- Exercise requirements -
Copy the data exactly; pictures stay out of the copy.

- Data for this exercise -
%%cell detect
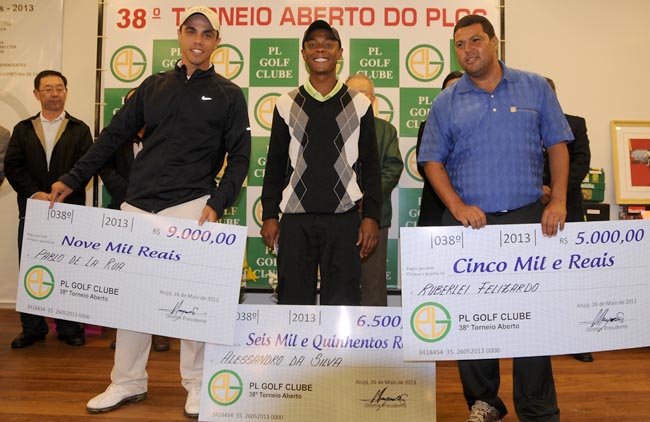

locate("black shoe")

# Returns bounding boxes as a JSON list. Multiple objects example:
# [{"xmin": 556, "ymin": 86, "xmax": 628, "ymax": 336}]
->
[
  {"xmin": 56, "ymin": 333, "xmax": 86, "ymax": 346},
  {"xmin": 11, "ymin": 332, "xmax": 45, "ymax": 349},
  {"xmin": 571, "ymin": 353, "xmax": 594, "ymax": 362}
]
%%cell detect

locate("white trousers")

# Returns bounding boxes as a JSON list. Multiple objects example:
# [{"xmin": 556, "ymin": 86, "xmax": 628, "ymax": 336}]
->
[{"xmin": 111, "ymin": 196, "xmax": 209, "ymax": 391}]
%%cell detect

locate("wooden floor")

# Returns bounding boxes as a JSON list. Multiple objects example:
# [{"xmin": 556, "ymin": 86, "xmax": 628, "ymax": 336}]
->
[{"xmin": 0, "ymin": 309, "xmax": 650, "ymax": 422}]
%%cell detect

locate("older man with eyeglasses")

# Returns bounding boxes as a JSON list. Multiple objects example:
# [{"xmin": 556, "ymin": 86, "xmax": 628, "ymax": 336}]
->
[{"xmin": 5, "ymin": 70, "xmax": 93, "ymax": 349}]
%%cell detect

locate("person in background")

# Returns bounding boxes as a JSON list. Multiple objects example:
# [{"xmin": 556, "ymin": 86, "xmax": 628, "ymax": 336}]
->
[
  {"xmin": 4, "ymin": 70, "xmax": 93, "ymax": 349},
  {"xmin": 50, "ymin": 6, "xmax": 251, "ymax": 418},
  {"xmin": 345, "ymin": 74, "xmax": 404, "ymax": 306},
  {"xmin": 99, "ymin": 88, "xmax": 169, "ymax": 352},
  {"xmin": 415, "ymin": 70, "xmax": 463, "ymax": 227},
  {"xmin": 260, "ymin": 20, "xmax": 381, "ymax": 305},
  {"xmin": 418, "ymin": 15, "xmax": 573, "ymax": 422},
  {"xmin": 542, "ymin": 78, "xmax": 594, "ymax": 362}
]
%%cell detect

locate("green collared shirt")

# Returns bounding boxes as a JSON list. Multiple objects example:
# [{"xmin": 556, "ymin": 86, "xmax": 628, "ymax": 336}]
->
[{"xmin": 305, "ymin": 79, "xmax": 343, "ymax": 103}]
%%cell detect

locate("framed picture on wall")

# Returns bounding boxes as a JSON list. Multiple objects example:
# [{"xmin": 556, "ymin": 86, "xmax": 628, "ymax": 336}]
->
[{"xmin": 611, "ymin": 120, "xmax": 650, "ymax": 204}]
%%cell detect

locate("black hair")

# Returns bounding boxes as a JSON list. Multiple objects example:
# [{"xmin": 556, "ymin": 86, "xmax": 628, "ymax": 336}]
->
[{"xmin": 454, "ymin": 15, "xmax": 496, "ymax": 39}]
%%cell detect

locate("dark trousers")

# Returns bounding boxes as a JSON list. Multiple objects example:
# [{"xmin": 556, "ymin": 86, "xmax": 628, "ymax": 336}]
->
[
  {"xmin": 18, "ymin": 218, "xmax": 83, "ymax": 335},
  {"xmin": 442, "ymin": 202, "xmax": 560, "ymax": 422},
  {"xmin": 278, "ymin": 213, "xmax": 361, "ymax": 305}
]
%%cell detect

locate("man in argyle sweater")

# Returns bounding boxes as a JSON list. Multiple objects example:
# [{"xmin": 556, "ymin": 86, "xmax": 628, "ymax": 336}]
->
[{"xmin": 260, "ymin": 20, "xmax": 381, "ymax": 305}]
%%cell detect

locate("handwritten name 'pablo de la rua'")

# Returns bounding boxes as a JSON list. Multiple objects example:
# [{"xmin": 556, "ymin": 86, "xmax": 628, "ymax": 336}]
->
[{"xmin": 61, "ymin": 235, "xmax": 181, "ymax": 261}]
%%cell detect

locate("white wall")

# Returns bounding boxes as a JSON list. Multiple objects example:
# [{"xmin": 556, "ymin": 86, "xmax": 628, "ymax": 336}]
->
[{"xmin": 0, "ymin": 0, "xmax": 650, "ymax": 306}]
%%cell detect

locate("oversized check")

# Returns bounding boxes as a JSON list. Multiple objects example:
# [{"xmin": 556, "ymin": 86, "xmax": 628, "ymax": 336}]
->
[
  {"xmin": 200, "ymin": 305, "xmax": 436, "ymax": 422},
  {"xmin": 400, "ymin": 220, "xmax": 650, "ymax": 360},
  {"xmin": 16, "ymin": 200, "xmax": 246, "ymax": 344}
]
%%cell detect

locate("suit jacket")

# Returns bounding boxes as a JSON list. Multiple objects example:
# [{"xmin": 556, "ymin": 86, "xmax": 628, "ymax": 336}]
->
[
  {"xmin": 0, "ymin": 126, "xmax": 11, "ymax": 185},
  {"xmin": 5, "ymin": 112, "xmax": 93, "ymax": 218},
  {"xmin": 544, "ymin": 114, "xmax": 591, "ymax": 222}
]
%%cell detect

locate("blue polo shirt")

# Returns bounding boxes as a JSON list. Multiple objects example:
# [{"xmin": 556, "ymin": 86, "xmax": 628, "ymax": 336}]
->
[{"xmin": 418, "ymin": 62, "xmax": 573, "ymax": 213}]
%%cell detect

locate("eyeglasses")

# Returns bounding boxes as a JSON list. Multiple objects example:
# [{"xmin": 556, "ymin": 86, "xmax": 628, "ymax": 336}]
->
[{"xmin": 38, "ymin": 86, "xmax": 66, "ymax": 95}]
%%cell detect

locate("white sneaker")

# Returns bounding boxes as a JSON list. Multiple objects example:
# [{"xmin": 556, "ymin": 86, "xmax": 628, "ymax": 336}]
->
[
  {"xmin": 465, "ymin": 400, "xmax": 501, "ymax": 422},
  {"xmin": 185, "ymin": 385, "xmax": 201, "ymax": 419},
  {"xmin": 86, "ymin": 384, "xmax": 147, "ymax": 413}
]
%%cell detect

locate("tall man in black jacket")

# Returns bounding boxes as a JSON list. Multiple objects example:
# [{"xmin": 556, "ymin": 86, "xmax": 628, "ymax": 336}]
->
[
  {"xmin": 5, "ymin": 70, "xmax": 93, "ymax": 349},
  {"xmin": 50, "ymin": 6, "xmax": 251, "ymax": 418}
]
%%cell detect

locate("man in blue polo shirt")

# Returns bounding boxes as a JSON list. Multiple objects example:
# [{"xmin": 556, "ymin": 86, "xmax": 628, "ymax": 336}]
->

- Task answer -
%%cell detect

locate("black shoe")

# Returns bounding boxes as a JSON list. Multiple objects example:
# [{"xmin": 556, "ymin": 86, "xmax": 628, "ymax": 336}]
->
[
  {"xmin": 56, "ymin": 333, "xmax": 86, "ymax": 346},
  {"xmin": 11, "ymin": 332, "xmax": 45, "ymax": 349},
  {"xmin": 571, "ymin": 353, "xmax": 594, "ymax": 362}
]
%%cell detect

locate("white trousers")

# Returns bounding boxes as a JSON list. Multiple objects example:
# [{"xmin": 556, "ymin": 86, "xmax": 628, "ymax": 336}]
->
[{"xmin": 111, "ymin": 196, "xmax": 209, "ymax": 391}]
%%cell detect

locate("wooden floor")

# Returns bounding boxes as a JSON list. Multiple objects example:
# [{"xmin": 556, "ymin": 86, "xmax": 628, "ymax": 336}]
->
[{"xmin": 0, "ymin": 309, "xmax": 650, "ymax": 422}]
%%cell detect

locate("older man with eyeglasses")

# Returns bounding boxes as a JSON list. Multiple objects example:
# [{"xmin": 556, "ymin": 86, "xmax": 628, "ymax": 336}]
->
[{"xmin": 5, "ymin": 70, "xmax": 93, "ymax": 349}]
%%cell detect

locate("person in background")

# Returns bounding boxes as a JSON list. Multiple objects example:
# [{"xmin": 556, "ymin": 86, "xmax": 628, "ymax": 336}]
->
[
  {"xmin": 4, "ymin": 70, "xmax": 93, "ymax": 349},
  {"xmin": 50, "ymin": 6, "xmax": 251, "ymax": 418},
  {"xmin": 345, "ymin": 74, "xmax": 404, "ymax": 306},
  {"xmin": 99, "ymin": 88, "xmax": 169, "ymax": 352},
  {"xmin": 415, "ymin": 70, "xmax": 463, "ymax": 227},
  {"xmin": 260, "ymin": 20, "xmax": 381, "ymax": 305},
  {"xmin": 418, "ymin": 15, "xmax": 573, "ymax": 422},
  {"xmin": 542, "ymin": 78, "xmax": 594, "ymax": 362}
]
%%cell detect

locate("green collared shirt")

# Returns bounding boxes as a JSON list. Multiple objects example:
# [{"xmin": 556, "ymin": 86, "xmax": 628, "ymax": 336}]
->
[{"xmin": 305, "ymin": 79, "xmax": 343, "ymax": 103}]
%%cell detect

locate("framed picture on wall")

# Returns bounding boxes as a JSON list. Multiple objects example:
# [{"xmin": 556, "ymin": 86, "xmax": 628, "ymax": 336}]
->
[{"xmin": 611, "ymin": 120, "xmax": 650, "ymax": 204}]
%%cell detect

locate("black hair")

# Returns bounding boxes as a JSON list. Multiple objects example:
# [{"xmin": 556, "ymin": 86, "xmax": 628, "ymax": 336}]
->
[{"xmin": 454, "ymin": 15, "xmax": 496, "ymax": 39}]
%%cell detect

locate("dark trousers")

# Returns bounding boxes as a JSON list. Multiple objects example:
# [{"xmin": 556, "ymin": 86, "xmax": 628, "ymax": 336}]
->
[
  {"xmin": 18, "ymin": 218, "xmax": 83, "ymax": 335},
  {"xmin": 442, "ymin": 202, "xmax": 560, "ymax": 422},
  {"xmin": 278, "ymin": 213, "xmax": 361, "ymax": 305}
]
%%cell detect

locate("man in argyle sweater")

# Returns bounding boxes as a JSON list. Multiple objects example:
# [{"xmin": 556, "ymin": 86, "xmax": 628, "ymax": 336}]
->
[{"xmin": 260, "ymin": 20, "xmax": 381, "ymax": 305}]
%%cell detect

locate("handwritten name 'pablo de la rua'")

# Returns bounding boxes as a JSON list. Multiple objects example:
# [{"xmin": 556, "ymin": 86, "xmax": 628, "ymax": 336}]
->
[{"xmin": 61, "ymin": 235, "xmax": 181, "ymax": 261}]
%%cell detect

locate("white wall")

# Returns bounding boxes as a JSON list. Multiple objects example:
# [{"xmin": 556, "ymin": 86, "xmax": 628, "ymax": 336}]
->
[{"xmin": 0, "ymin": 0, "xmax": 650, "ymax": 306}]
%%cell detect

locate("oversized check")

# Returns bounding boxes as a JSON list. Multiple objects example:
# [{"xmin": 556, "ymin": 86, "xmax": 628, "ymax": 336}]
->
[
  {"xmin": 200, "ymin": 305, "xmax": 436, "ymax": 422},
  {"xmin": 400, "ymin": 220, "xmax": 650, "ymax": 360},
  {"xmin": 16, "ymin": 200, "xmax": 246, "ymax": 344}
]
%%cell detect

locate("suit jacket")

# Returns bounding boxes as a JSON list. Multiple objects example:
# [{"xmin": 556, "ymin": 86, "xmax": 628, "ymax": 336}]
->
[
  {"xmin": 0, "ymin": 126, "xmax": 11, "ymax": 185},
  {"xmin": 5, "ymin": 112, "xmax": 93, "ymax": 218},
  {"xmin": 544, "ymin": 114, "xmax": 591, "ymax": 222}
]
%%cell detect

locate("blue polo shirt")

# Returns bounding boxes as a JSON list. Multiple objects example:
# [{"xmin": 556, "ymin": 86, "xmax": 628, "ymax": 336}]
->
[{"xmin": 418, "ymin": 62, "xmax": 573, "ymax": 213}]
%%cell detect

locate("eyeglasses")

# Returns bounding boxes as a JSON list. Multiple objects example:
# [{"xmin": 556, "ymin": 86, "xmax": 628, "ymax": 336}]
->
[{"xmin": 38, "ymin": 86, "xmax": 66, "ymax": 95}]
%%cell detect

locate("white sneaker")

# Returns bounding boxes as a JSON list. Multiple objects example:
# [{"xmin": 556, "ymin": 86, "xmax": 628, "ymax": 336}]
->
[
  {"xmin": 465, "ymin": 400, "xmax": 501, "ymax": 422},
  {"xmin": 185, "ymin": 385, "xmax": 201, "ymax": 419},
  {"xmin": 86, "ymin": 384, "xmax": 147, "ymax": 413}
]
%%cell detect

locate("tall man in black jacket")

# Returns bounding boxes as a JSON list. Multiple objects example:
# [{"xmin": 556, "ymin": 86, "xmax": 628, "ymax": 336}]
->
[
  {"xmin": 5, "ymin": 70, "xmax": 93, "ymax": 349},
  {"xmin": 50, "ymin": 6, "xmax": 251, "ymax": 418}
]
%%cell detect

locate("man in blue polo shirt")

# Returns bounding boxes as a JSON list. Multiple objects example:
# [{"xmin": 556, "ymin": 86, "xmax": 628, "ymax": 336}]
->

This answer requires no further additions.